--- START ---
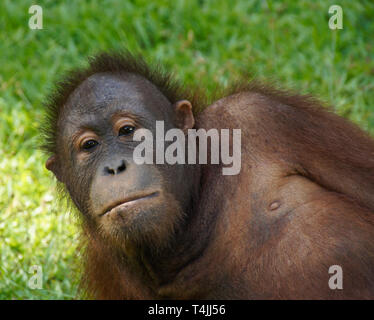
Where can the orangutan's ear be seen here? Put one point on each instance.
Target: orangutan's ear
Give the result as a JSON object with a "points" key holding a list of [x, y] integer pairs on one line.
{"points": [[185, 116]]}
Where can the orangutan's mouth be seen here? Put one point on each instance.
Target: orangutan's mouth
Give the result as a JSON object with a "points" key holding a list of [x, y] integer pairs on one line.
{"points": [[128, 202]]}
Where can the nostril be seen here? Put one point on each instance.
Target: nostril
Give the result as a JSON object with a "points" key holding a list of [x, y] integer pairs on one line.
{"points": [[108, 170], [122, 167]]}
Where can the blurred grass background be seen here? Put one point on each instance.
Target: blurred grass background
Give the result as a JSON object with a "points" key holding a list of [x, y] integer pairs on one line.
{"points": [[204, 42]]}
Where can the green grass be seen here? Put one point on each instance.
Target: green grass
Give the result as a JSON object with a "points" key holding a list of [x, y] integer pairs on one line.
{"points": [[204, 42]]}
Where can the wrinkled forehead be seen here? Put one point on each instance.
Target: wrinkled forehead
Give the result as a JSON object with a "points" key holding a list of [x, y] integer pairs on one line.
{"points": [[104, 93]]}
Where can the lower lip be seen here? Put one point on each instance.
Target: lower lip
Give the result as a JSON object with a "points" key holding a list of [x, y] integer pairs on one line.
{"points": [[130, 203]]}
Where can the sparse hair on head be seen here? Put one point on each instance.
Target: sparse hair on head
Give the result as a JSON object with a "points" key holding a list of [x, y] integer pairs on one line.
{"points": [[119, 63]]}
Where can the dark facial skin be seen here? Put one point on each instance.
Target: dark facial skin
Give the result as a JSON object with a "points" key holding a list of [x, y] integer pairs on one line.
{"points": [[129, 204]]}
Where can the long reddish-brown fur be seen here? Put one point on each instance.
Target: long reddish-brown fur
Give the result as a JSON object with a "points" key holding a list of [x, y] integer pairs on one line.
{"points": [[288, 140]]}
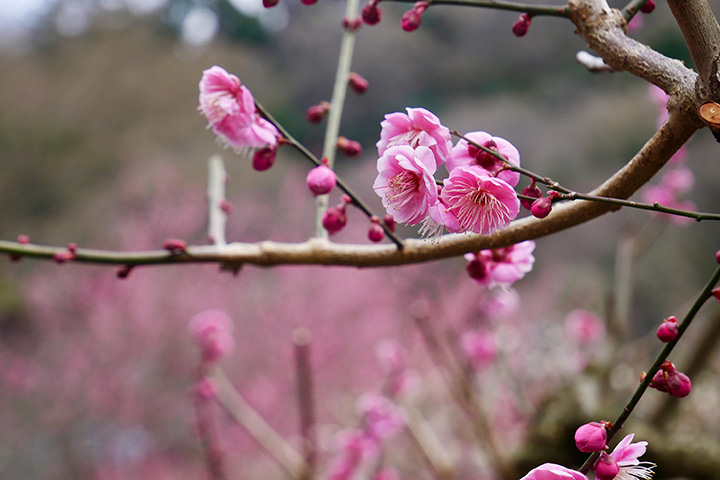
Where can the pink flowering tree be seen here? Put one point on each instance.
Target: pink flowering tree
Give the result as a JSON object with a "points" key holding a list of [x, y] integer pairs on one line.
{"points": [[494, 387]]}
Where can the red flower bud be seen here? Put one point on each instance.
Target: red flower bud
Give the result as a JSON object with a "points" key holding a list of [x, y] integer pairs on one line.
{"points": [[371, 13], [264, 158], [648, 7], [357, 83], [668, 330]]}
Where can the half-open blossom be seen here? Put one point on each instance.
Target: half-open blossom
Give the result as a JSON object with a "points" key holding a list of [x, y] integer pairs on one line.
{"points": [[501, 266], [466, 154], [626, 455], [551, 471], [230, 109], [405, 182], [480, 203], [418, 128]]}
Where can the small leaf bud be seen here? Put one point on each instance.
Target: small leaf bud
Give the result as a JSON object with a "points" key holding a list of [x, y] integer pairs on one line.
{"points": [[264, 158]]}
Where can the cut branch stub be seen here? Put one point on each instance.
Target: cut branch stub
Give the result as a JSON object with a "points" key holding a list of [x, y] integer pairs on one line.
{"points": [[709, 113]]}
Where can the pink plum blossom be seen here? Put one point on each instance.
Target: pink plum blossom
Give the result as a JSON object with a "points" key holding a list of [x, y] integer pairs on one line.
{"points": [[626, 455], [551, 471], [418, 128], [381, 417], [405, 182], [501, 266], [480, 203], [464, 154], [230, 109], [584, 327]]}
--- END ---
** What you have to do **
In the entries above, find each line with the word "background" and show it.

** Output for this exercise **
Where can the blurred grass background be seen here? Put one point on each instance.
Target: blurred grass background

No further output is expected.